● Exercise: Write the entries below out again exactly, but skip the pictures.

┌────────

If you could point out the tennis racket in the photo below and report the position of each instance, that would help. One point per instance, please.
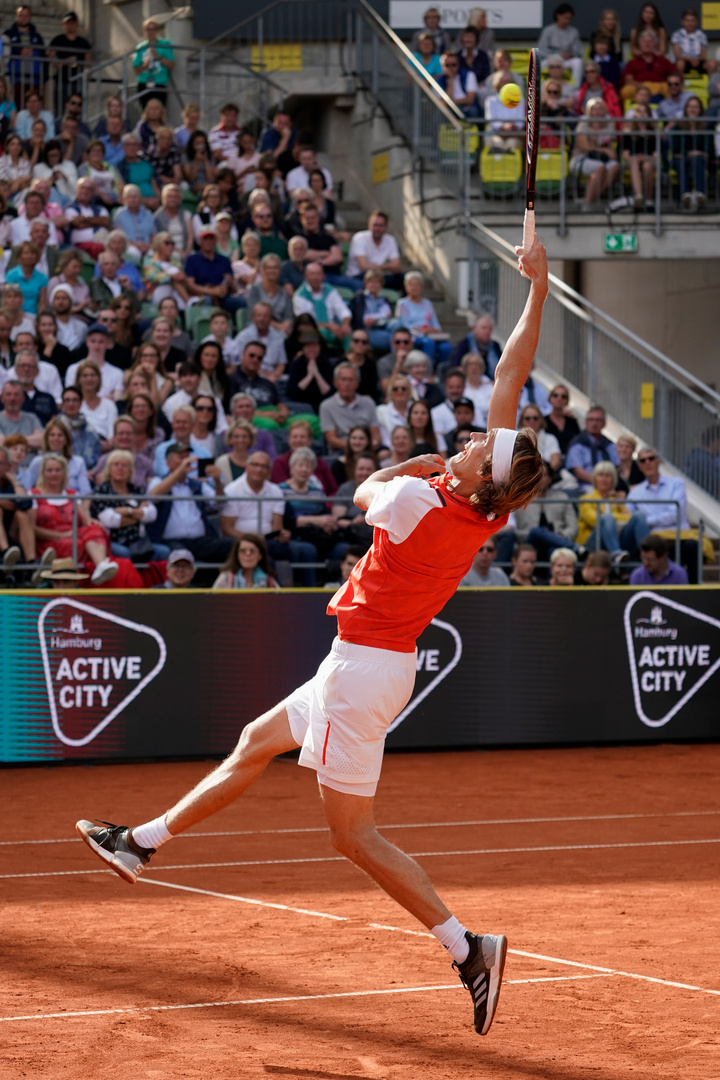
(532, 143)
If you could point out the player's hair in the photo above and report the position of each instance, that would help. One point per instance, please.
(522, 483)
(519, 548)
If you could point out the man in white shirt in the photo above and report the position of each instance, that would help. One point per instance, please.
(39, 234)
(374, 248)
(461, 88)
(71, 331)
(184, 522)
(253, 515)
(657, 498)
(321, 300)
(259, 329)
(222, 137)
(19, 230)
(263, 517)
(299, 177)
(12, 301)
(443, 416)
(98, 341)
(347, 409)
(48, 378)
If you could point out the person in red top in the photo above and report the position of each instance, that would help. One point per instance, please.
(648, 69)
(428, 529)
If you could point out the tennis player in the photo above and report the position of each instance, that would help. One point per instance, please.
(426, 534)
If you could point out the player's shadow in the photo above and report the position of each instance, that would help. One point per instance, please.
(290, 1070)
(422, 1053)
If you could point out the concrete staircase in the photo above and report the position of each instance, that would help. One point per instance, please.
(453, 324)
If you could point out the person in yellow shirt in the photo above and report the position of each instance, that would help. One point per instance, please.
(620, 531)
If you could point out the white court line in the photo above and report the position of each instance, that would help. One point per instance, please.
(424, 933)
(272, 1001)
(413, 854)
(419, 824)
(243, 900)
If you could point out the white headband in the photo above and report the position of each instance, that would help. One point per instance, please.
(502, 454)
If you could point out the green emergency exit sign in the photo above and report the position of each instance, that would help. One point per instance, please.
(621, 242)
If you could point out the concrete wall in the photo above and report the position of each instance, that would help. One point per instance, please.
(674, 305)
(418, 207)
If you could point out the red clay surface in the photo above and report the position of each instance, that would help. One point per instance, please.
(82, 941)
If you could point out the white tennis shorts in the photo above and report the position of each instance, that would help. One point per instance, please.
(341, 715)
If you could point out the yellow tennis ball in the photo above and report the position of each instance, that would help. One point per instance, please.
(510, 95)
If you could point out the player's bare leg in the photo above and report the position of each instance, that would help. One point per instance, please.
(479, 959)
(127, 851)
(260, 741)
(354, 835)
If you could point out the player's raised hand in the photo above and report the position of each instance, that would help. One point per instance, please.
(533, 264)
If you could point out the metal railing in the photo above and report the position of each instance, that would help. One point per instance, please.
(683, 176)
(646, 391)
(217, 500)
(374, 57)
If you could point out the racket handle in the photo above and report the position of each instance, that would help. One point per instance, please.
(528, 229)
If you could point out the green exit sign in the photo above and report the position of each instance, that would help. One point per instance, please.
(621, 242)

└────────

● Written reply:
If you could point out the tennis racket in the photo below and report the position of each instance, that would help. One point per instance, please.
(532, 143)
If you could point out the player's hair in the photo above and report the position of each instance, that would help. One point per instance, please.
(522, 483)
(519, 548)
If you could point out the man in white shirt in the photo above and report the position of each instance, that would help. One point per instance, please.
(39, 234)
(374, 248)
(461, 88)
(71, 331)
(184, 522)
(253, 515)
(657, 498)
(321, 300)
(259, 329)
(222, 137)
(19, 230)
(263, 517)
(299, 177)
(12, 301)
(443, 416)
(98, 341)
(347, 409)
(48, 378)
If you could point out the person in red top in the photo above and report the position of each instance, that would help. One point per instance, please.
(648, 69)
(428, 529)
If you could point out the tennis player in the photo above and report the position of each instance, that would help. One point per instance, please.
(426, 534)
If you could point out the player's shadow in the photo above and report the position of each instance, that would help. One point per instance, please.
(290, 1070)
(422, 1053)
If you could point out the concrete staircase in the photo above and report the position of each instance, that would help. One point per instance, please.
(453, 324)
If you could point out the person in yellow shirt in the photo above and report the position of each instance, that would help. One point per instance, please.
(620, 531)
If you could point out the white court line in the photo above and report the position of each instance, that would help. One point per instance, please.
(424, 933)
(272, 1001)
(413, 854)
(419, 824)
(243, 900)
If you could point out the white headband in the photo above and report the position of each instance, that would help. One point per instance, please.
(502, 454)
If you could point out the green emergency exit sign in the photo above and report the position of each instance, that would help. One point per instance, please.
(621, 242)
If you could point out the concrete wall in the photo above and report the position of each instance, that would help. One point per instance, please.
(674, 305)
(418, 207)
If you could point out the red clay surface in the photo above and report the position of each instance, that would help. One point per instance, please.
(82, 941)
If you could point out the white tennis shorts in the photo above and report the position of each instance, that would help. One point per instance, please.
(341, 715)
If you could point out the yellow tennis ball in the photo above and report the position of each instance, that would help. One point per instance, please.
(510, 95)
If you could point out the player's bare leg in the photo above and report the position of each instance, that would help. One point per instance, please.
(479, 959)
(127, 851)
(260, 741)
(354, 835)
If you could point out the player's raised hand in the photo above and report the position of each instance, that would help. One point per instance, please.
(533, 264)
If you could point out the metal railing in the photo above and report the position of each instance, that would help. One point per instance, please.
(683, 176)
(646, 391)
(217, 500)
(374, 57)
If you could point out the racket handle in the photo above and report the position of each instance, that would help. One point per instance, please.
(528, 229)
If you could point out the green exit sign in the photo above and report the position of each instance, that would help. One point per instance, please.
(621, 242)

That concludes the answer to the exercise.